Exercise prompt: Continue the mailing-list reply about running pgindent on a regular basis, picking up right after its final line.

Excerpt provided:
*-*-*
Re: run pgindent on a regular basis / scripted manner

From: Magnus Hagander <magnus(at)hagander(dot)net>
To: Noah Misch <noah(at)leadboat(dot)com>
Cc: Peter Eisentraut <peter(dot)eisentraut(at)enterprisedb(dot)com>, Tom Lane <tgl(at)sss(dot)pgh(dot)pa(dot)us>, Andres Freund <andres(at)anarazel(dot)de>, Bruce Momjian <bruce(at)momjian(dot)us>, Jelte Fennema <postgres(at)jeltef(dot)nl>, Peter Geoghegan <pg(at)bowt(dot)ie>, Alvaro Herrera <alvherre(at)2ndquadrant(dot)com>, Stephen Frost <sfrost(at)snowman(dot)net>, Jesse Zhang <sbjesse(at)gmail(dot)com>, PostgreSQL-development <pgsql-hackers(at)postgresql(dot)org>
Subject: Re: run pgindent on a regular basis / scripted manner
Date: 2023-04-23 22:01:24
Message-ID: CABUevEwO7bGu_4QHcs3QuVxpa53HDpntQcACAT6rzDv9XTZcgg@mail.gmail.com
Views: Raw Message | Whole Thread | Download mbox | Resend email
Thread:
Lists: pgsql-hackers

On Sat, Apr 22, 2023 at 9:59 PM Noah Misch <noah(at)leadboat(dot)com> wrote:
>
> (Given that another commentator is "absolutely against" a hook, this message
> is mostly for readers considering this for other projects.)
*-*-*
Information provided:
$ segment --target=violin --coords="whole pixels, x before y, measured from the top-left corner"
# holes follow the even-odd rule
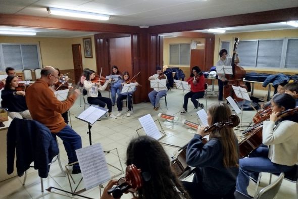
[[[278,114],[281,118],[298,113],[298,108],[288,109]],[[269,118],[267,120],[268,120]],[[253,151],[260,146],[263,141],[263,123],[260,122],[242,132],[243,134],[247,133],[247,136],[239,143],[239,155],[240,158],[247,156]]]
[[[134,165],[126,167],[125,177],[118,180],[118,185],[108,190],[109,194],[112,193],[114,198],[120,198],[123,193],[128,191],[135,192],[143,185],[141,176],[141,171]]]
[[[103,85],[106,82],[106,78],[105,77],[101,76],[96,75],[94,79],[91,80],[92,83],[100,83],[101,85]]]
[[[263,122],[270,118],[271,113],[272,113],[272,110],[271,109],[271,107],[268,106],[265,109],[258,111],[255,115],[255,116],[254,116],[253,121],[255,123],[255,124]]]
[[[164,73],[162,73],[160,74],[159,75],[158,75],[158,79],[167,79],[167,77],[166,76],[166,75]]]
[[[195,129],[197,129],[200,125],[187,120],[183,121],[184,124]],[[182,121],[182,123],[183,123]],[[230,128],[238,126],[240,123],[240,119],[236,115],[231,115],[229,117],[229,120],[223,121],[221,122],[217,122],[212,125],[209,128],[206,129],[205,133],[213,131],[215,129],[221,129],[222,128]],[[206,144],[207,139],[202,139],[204,144]],[[188,176],[191,173],[192,169],[186,164],[186,148],[188,143],[187,143],[182,147],[179,151],[182,151],[177,156],[175,160],[172,161],[171,167],[175,173],[179,176],[179,179],[183,179]]]

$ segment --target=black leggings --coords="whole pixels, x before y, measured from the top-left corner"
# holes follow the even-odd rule
[[[87,101],[90,104],[98,105],[103,108],[105,108],[106,104],[107,104],[109,113],[112,112],[112,100],[110,98],[100,96],[97,97],[88,97]]]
*-*-*
Reply:
>
> On Sat, Apr 22, 2023 at 03:23:59PM +0200, Magnus Hagander wrote:
> > On Tue, Feb 7, 2023 at 5:43 AM Noah Misch <noah(at)leadboat(dot)com> wrote:
> > > On Mon, Feb 06, 2023 at 06:17:02PM +0100, Peter Eisentraut wrote:
> > > > Also, pgindent takes tens of seconds to run, so hooking that into the git
> > > > push process would slow this down quite a bit.
> > >
> > > The pre-receive hook would do a full pgindent when you change typedefs.list.
> > > Otherwise, it would reindent only the files being changed. The average push
> > > need not take tens of seconds.
> >
> > It would probably ont be tens of seconds, but it would be slow. It
> > would need to do a clean git checkout into an isolated environment and
> > spawn in there, and just that takes time.
>
> That would be slow, but I wouldn't do it that way. I'd make "pg_bsd_ident
> --pre-receive --show-diff" that, instead of reading from the filesystem, gets
> the bytes to check from the equivalent of this Perl-like pseudocode:
>
> while (<>) {
> my($old_hash, $new_hash, $ref) = split;
> foreach my $filename (split /\n/, `git diff --name-only $old_hash..$new_hash`) {
> $file_content = `git show $new_hash $filename`;
> }
> }
>
> I just ran pgindent on the file name lists of the last 1000 commits, and
> runtime was less than 0.5s for each of 998/1000 commits. There's more a real
> implementation might handle:
>
> - pg_bsd_indent changes
> - typedefs.list changes
> - skip if the break-glass "pgindent: no" appears in a commit message
> - commits changing so many files that a clean "git checkout" would be faster

Wouldn't there also be the case of a header file change that could
potentially invalidate a whole lot of C files?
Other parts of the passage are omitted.